■ Given exercise A ■
According to the excerpt on Ezra Pound and Frank O'Hara, what did O'Hara mix together in the same stanzas?

■ Excerpt ■
The early modernists rejected the romantic label--for a variety of reasons. I'm sure they had good reasons, but Modernism, in many respects, is an old project with a new label. Can we really place Joyce and the Futurists and Eliot and Pound and Yeats and Gertrude Stein, Hemingway and Fitzgerald in the same box? Yes, but it is less of a box and more of a tent; there is a lot more room to around and get your teeth knocked out.

Friday, September 23, 2011

A sharp stick in the eye

Ezra Pound is some one who has given me eyestrain and head aches in college, something I can't forgive him for. He didn't give me anything that was remotely connected to the idiomatic language he idealized, the truly modern voice that was to be of its own time, a period sans history. It's a totalitarian impulse to try to live outside history, or to lay claim to it's reducible meaning, both matters Pound thought he adequately limned, but the problem was that his verse is leaden, dressed up in frankly prissy notions of what The Ancients had been up to aesthetically. The effect was perhaps a million dollars of rhetoric lavished on ten cents of inspiration. I didn't like him, I'm afraid.

Unlike Frank O'Hara, dead too young, but with such a large and full body of brilliant--yes, brilliant--lyric poetry left in his wake. O'Hara, influenced by some ideas of modernists, got what Pound tried to do exactly right: he mixed the  vernaculars of High and Low culture in the same stanzas with an ease that seemed seamless, he juggled references of Art, TV, movies, jazz , theater along with the zanily euphemized gossip of his love life, and was able to render complex responses to irresolvable pains of the heart--and heartbreak is always a close kin to his rapture--in lines that were swimming in irony, melancholy, crazy humor. This is poet as eroticized intelligence.

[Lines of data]

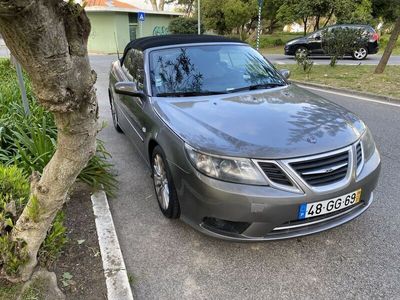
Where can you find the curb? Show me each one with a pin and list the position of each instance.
(118, 287)
(347, 91)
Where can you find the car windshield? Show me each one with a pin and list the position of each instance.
(210, 69)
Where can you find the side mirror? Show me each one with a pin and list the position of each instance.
(285, 73)
(128, 88)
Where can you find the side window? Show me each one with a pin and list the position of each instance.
(134, 67)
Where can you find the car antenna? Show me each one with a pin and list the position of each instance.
(116, 44)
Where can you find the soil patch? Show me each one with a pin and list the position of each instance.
(79, 269)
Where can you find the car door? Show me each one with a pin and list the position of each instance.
(315, 43)
(132, 107)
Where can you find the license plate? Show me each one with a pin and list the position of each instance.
(309, 210)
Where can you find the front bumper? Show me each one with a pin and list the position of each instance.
(260, 212)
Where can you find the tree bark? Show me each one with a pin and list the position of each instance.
(329, 17)
(389, 48)
(316, 26)
(49, 39)
(305, 20)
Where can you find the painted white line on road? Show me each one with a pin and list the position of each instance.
(349, 95)
(117, 282)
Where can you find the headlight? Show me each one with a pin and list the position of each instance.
(239, 170)
(368, 144)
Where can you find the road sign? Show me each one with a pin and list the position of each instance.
(141, 16)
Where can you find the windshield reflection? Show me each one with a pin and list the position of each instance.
(211, 68)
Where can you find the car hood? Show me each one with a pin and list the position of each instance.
(278, 123)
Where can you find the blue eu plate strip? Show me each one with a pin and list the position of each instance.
(302, 211)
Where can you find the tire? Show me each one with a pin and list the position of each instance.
(301, 50)
(114, 115)
(164, 187)
(360, 54)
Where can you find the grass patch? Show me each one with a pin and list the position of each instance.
(9, 291)
(35, 291)
(383, 43)
(358, 78)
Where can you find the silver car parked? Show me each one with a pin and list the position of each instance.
(236, 150)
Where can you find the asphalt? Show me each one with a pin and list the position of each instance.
(170, 260)
(281, 59)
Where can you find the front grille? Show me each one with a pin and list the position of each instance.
(359, 154)
(324, 170)
(275, 173)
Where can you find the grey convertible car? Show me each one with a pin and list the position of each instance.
(235, 149)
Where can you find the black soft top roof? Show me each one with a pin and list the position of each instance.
(175, 39)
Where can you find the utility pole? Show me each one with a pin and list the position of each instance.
(260, 3)
(198, 18)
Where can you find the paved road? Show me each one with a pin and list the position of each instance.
(282, 59)
(170, 260)
(370, 60)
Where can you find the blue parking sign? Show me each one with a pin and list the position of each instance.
(141, 16)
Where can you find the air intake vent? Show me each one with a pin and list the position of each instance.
(275, 173)
(323, 171)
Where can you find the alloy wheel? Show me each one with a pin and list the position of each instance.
(302, 52)
(161, 181)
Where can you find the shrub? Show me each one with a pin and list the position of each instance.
(14, 195)
(304, 63)
(29, 142)
(341, 41)
(184, 26)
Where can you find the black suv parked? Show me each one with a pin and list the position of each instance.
(311, 44)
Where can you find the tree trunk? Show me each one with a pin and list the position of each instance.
(329, 17)
(305, 20)
(49, 39)
(316, 26)
(389, 48)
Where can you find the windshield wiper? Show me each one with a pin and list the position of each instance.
(190, 94)
(256, 87)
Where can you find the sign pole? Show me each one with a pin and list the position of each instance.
(198, 18)
(21, 83)
(260, 3)
(141, 17)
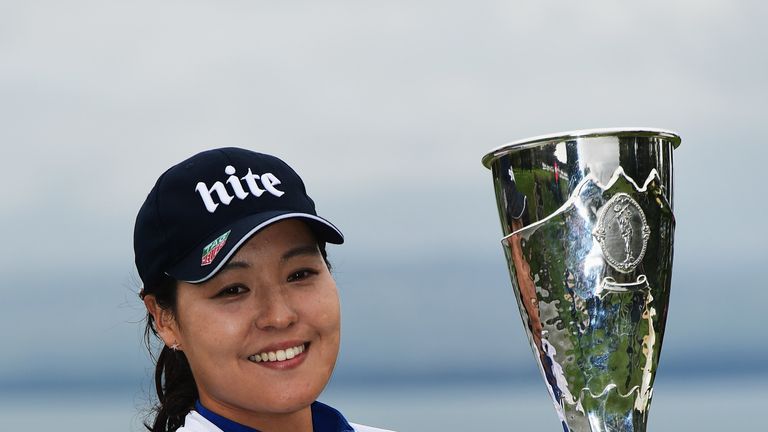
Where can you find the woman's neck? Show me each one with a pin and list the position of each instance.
(296, 421)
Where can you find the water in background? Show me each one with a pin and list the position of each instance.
(712, 404)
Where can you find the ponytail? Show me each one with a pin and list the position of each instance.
(174, 384)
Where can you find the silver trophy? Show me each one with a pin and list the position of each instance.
(588, 232)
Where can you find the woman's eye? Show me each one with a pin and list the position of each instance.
(301, 275)
(231, 291)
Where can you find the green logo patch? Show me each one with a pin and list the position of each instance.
(213, 248)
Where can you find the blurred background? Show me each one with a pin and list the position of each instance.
(385, 109)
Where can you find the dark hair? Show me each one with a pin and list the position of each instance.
(175, 386)
(174, 383)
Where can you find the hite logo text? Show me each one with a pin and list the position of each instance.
(267, 180)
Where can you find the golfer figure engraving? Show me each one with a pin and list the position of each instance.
(618, 222)
(588, 227)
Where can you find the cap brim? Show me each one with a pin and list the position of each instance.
(195, 269)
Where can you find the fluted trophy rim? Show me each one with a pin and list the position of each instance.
(580, 133)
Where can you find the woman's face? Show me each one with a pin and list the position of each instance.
(262, 336)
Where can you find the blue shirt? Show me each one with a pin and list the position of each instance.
(324, 419)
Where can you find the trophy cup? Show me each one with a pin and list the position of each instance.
(588, 232)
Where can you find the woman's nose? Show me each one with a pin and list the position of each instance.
(275, 311)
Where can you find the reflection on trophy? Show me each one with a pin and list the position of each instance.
(588, 232)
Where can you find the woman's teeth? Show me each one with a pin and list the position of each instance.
(279, 355)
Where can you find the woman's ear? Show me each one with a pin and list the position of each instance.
(165, 322)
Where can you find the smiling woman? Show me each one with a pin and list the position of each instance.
(237, 286)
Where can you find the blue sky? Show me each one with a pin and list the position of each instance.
(385, 109)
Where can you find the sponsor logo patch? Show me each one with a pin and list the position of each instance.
(213, 248)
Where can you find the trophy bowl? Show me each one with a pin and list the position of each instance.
(588, 232)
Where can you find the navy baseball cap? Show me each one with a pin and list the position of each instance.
(203, 209)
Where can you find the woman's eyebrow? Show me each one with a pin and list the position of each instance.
(300, 251)
(235, 264)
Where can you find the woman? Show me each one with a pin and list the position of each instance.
(231, 254)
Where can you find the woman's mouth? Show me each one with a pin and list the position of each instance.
(279, 355)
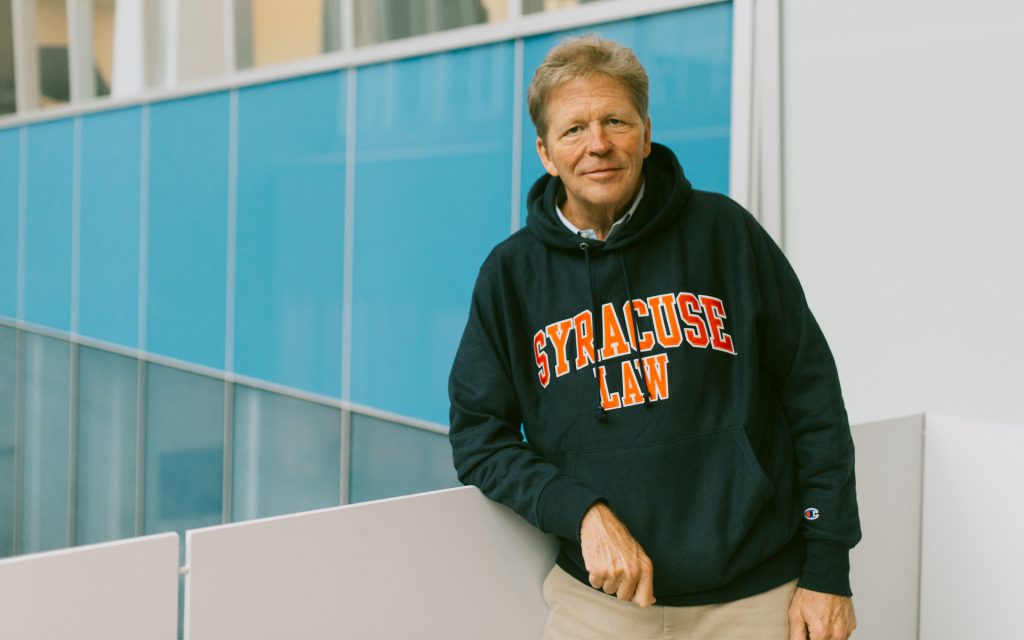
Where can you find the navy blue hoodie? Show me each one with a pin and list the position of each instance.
(707, 413)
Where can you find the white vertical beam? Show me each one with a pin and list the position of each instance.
(80, 55)
(768, 117)
(516, 134)
(26, 55)
(741, 109)
(514, 8)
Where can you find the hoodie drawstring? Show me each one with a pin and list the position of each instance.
(601, 414)
(598, 329)
(635, 334)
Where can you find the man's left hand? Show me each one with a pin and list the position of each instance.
(820, 616)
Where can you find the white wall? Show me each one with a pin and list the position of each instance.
(903, 144)
(974, 523)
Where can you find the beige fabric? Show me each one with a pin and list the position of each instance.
(576, 610)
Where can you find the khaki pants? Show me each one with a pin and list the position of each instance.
(577, 610)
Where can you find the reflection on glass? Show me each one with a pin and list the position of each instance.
(184, 450)
(8, 374)
(102, 44)
(287, 455)
(201, 51)
(391, 460)
(379, 20)
(107, 400)
(7, 103)
(269, 32)
(51, 38)
(44, 417)
(535, 6)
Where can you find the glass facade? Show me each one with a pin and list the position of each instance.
(108, 417)
(198, 294)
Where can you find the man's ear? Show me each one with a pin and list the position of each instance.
(646, 138)
(542, 152)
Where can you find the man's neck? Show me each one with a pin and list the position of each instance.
(597, 224)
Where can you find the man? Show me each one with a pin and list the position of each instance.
(685, 435)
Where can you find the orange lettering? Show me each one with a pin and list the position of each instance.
(631, 386)
(559, 335)
(646, 337)
(696, 331)
(612, 343)
(656, 370)
(544, 372)
(715, 311)
(607, 401)
(663, 308)
(585, 338)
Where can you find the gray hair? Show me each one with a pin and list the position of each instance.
(584, 57)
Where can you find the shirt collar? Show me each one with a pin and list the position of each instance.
(591, 233)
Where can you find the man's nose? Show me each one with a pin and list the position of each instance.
(597, 142)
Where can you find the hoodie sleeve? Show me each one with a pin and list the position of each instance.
(486, 442)
(804, 377)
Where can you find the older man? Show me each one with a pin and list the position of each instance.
(685, 435)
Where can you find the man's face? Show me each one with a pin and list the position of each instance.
(596, 142)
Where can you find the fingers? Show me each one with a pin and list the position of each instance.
(798, 626)
(798, 629)
(644, 594)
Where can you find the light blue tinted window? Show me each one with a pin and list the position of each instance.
(432, 197)
(688, 58)
(8, 372)
(187, 231)
(9, 177)
(287, 455)
(393, 460)
(107, 400)
(47, 249)
(44, 408)
(290, 222)
(109, 226)
(184, 450)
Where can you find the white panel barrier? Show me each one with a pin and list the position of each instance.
(445, 564)
(122, 590)
(973, 551)
(885, 566)
(942, 518)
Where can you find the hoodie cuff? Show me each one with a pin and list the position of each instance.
(562, 504)
(826, 568)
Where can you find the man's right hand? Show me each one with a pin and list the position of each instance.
(616, 562)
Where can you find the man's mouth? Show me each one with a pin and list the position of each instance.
(604, 172)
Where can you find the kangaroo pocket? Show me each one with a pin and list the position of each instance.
(701, 507)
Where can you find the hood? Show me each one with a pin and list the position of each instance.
(667, 189)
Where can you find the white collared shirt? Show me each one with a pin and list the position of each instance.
(591, 233)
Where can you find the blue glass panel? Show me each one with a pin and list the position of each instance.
(688, 57)
(47, 248)
(184, 450)
(287, 455)
(9, 172)
(187, 231)
(109, 226)
(432, 197)
(290, 223)
(8, 373)
(44, 409)
(393, 460)
(107, 399)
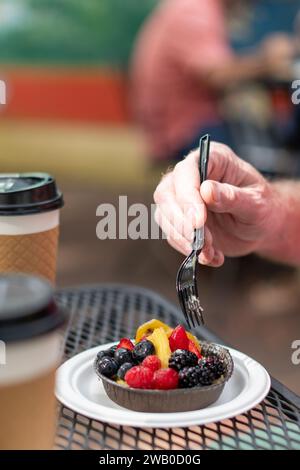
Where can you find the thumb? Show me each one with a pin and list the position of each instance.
(225, 198)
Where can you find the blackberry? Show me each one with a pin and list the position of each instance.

■ Given exercise B ■
Express the listing as a numbered list, omitting any blank lines. Begin at the line of the listing that contains "Where can you find the thumb?" and continue through the end of the listing.

■ Task solution A ■
He mixed the vernaculars of High and Low culture in the same stanzas.

■ Task solution B ■
1. Where can you find the thumb? Show me each one with a pin and list the position of each instance.
2. (225, 198)
3. Where can you find the blackberry? Show me each one with a pin and list the position of each instance.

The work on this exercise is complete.